### WRITTEN PROBLEM 1
Translate this sentence from the ring homomorphism text into Spanish: "The first situation is where $u$ is not a zero divisor in $S$, in particular where $S$ is an integral domain."

Start of TEXT

I'm going to assume that $R$ and $S$ are commutative, although it is just so I don't need to keep track of sidedness. Let $R^2$ denote the set of products $r_1r_2$, for $r_i\in R$. If $X\subset R$, let $\overline{f(X)}$ denote the subring generated by $f(X)$. (Note that $\overline{f(R)}$ need not be equal to $f(R)$...) We may assume that $S=\overline{f(R)}$ without loss of generality.

The first situation is where $u$ is not a zero divisor in $S$, in particular where $S$ is an integral domain. In the localized ring $S'=S[u^{-1}]$, $u$ is a unit. Let $f':R\to S'$ be given by $f'(r)=u^{-1}f(r)$. Then $f'$ is a ring homomorphism.

End of TEXT
Start of EXTRACTED DATA

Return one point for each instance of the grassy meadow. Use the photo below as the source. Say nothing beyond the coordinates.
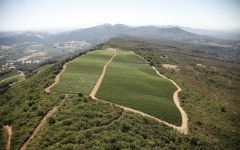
(82, 73)
(131, 82)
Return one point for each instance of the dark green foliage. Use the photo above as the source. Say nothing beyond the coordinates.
(51, 121)
(210, 93)
(97, 125)
(80, 94)
(24, 104)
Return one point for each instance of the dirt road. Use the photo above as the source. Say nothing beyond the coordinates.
(8, 129)
(99, 81)
(182, 129)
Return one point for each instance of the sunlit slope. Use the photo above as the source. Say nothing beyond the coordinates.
(131, 82)
(82, 73)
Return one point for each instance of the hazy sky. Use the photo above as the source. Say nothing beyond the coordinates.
(50, 14)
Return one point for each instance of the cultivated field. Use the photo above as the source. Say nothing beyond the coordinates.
(82, 73)
(131, 82)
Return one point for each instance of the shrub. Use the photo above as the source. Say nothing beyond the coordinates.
(80, 94)
(51, 121)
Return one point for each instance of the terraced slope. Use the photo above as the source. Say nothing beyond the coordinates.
(131, 82)
(82, 73)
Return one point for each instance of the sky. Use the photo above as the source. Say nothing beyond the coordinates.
(16, 15)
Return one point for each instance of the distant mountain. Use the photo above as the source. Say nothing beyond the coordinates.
(7, 34)
(226, 35)
(24, 37)
(93, 35)
(103, 33)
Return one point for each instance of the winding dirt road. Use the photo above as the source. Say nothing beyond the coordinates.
(182, 129)
(8, 129)
(99, 81)
(57, 78)
(21, 74)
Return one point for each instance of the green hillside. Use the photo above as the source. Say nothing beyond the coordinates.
(82, 73)
(131, 82)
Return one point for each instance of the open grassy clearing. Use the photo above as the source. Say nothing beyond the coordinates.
(82, 73)
(131, 82)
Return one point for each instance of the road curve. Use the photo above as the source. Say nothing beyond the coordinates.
(182, 129)
(99, 81)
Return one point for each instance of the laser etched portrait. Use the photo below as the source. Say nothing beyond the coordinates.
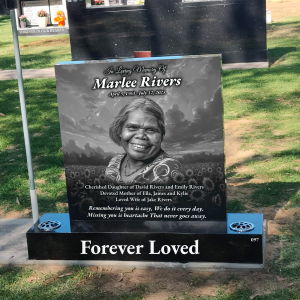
(143, 139)
(139, 128)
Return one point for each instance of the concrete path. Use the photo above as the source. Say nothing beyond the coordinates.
(30, 73)
(49, 72)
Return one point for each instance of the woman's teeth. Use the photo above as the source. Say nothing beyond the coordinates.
(138, 146)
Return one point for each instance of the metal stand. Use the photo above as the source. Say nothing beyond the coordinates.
(33, 196)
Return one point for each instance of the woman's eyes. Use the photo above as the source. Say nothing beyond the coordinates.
(150, 130)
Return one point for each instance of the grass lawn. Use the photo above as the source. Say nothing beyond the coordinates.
(266, 100)
(36, 52)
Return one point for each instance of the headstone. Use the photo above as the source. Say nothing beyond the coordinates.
(182, 187)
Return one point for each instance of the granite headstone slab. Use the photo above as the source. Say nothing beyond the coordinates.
(181, 170)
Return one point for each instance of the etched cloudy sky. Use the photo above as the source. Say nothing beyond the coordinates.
(193, 110)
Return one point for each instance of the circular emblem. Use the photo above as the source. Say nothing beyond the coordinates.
(241, 226)
(49, 225)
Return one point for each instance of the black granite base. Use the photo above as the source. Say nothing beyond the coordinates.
(142, 246)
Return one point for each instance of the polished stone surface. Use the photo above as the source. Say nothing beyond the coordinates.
(235, 28)
(67, 245)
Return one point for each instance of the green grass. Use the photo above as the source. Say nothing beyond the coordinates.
(18, 283)
(36, 52)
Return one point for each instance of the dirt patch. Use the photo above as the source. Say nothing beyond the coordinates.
(233, 131)
(283, 9)
(55, 42)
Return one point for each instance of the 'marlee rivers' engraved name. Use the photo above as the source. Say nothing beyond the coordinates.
(86, 246)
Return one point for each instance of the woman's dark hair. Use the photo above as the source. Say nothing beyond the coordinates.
(146, 105)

End of EXTRACTED DATA

### WRITTEN PROBLEM 2
Collect every line of the records above that contains the word "woman", with case counting.

### TASK RESPONSE 1
La primera situación es aquella en la que $u$ no es un divisor de cero en $S$, en particular cuando $S$ es un dominio de integridad.

### TASK RESPONSE 2
Return one point for each instance of the woman's teeth. Use the photo above as the source. Say nothing beyond the coordinates.
Return one point for each instance of the woman's eyes. Use the photo above as the source. Say nothing beyond the coordinates.
Return one point for each instance of the woman's dark hair. Use the photo above as the source. Say nothing beyond the coordinates.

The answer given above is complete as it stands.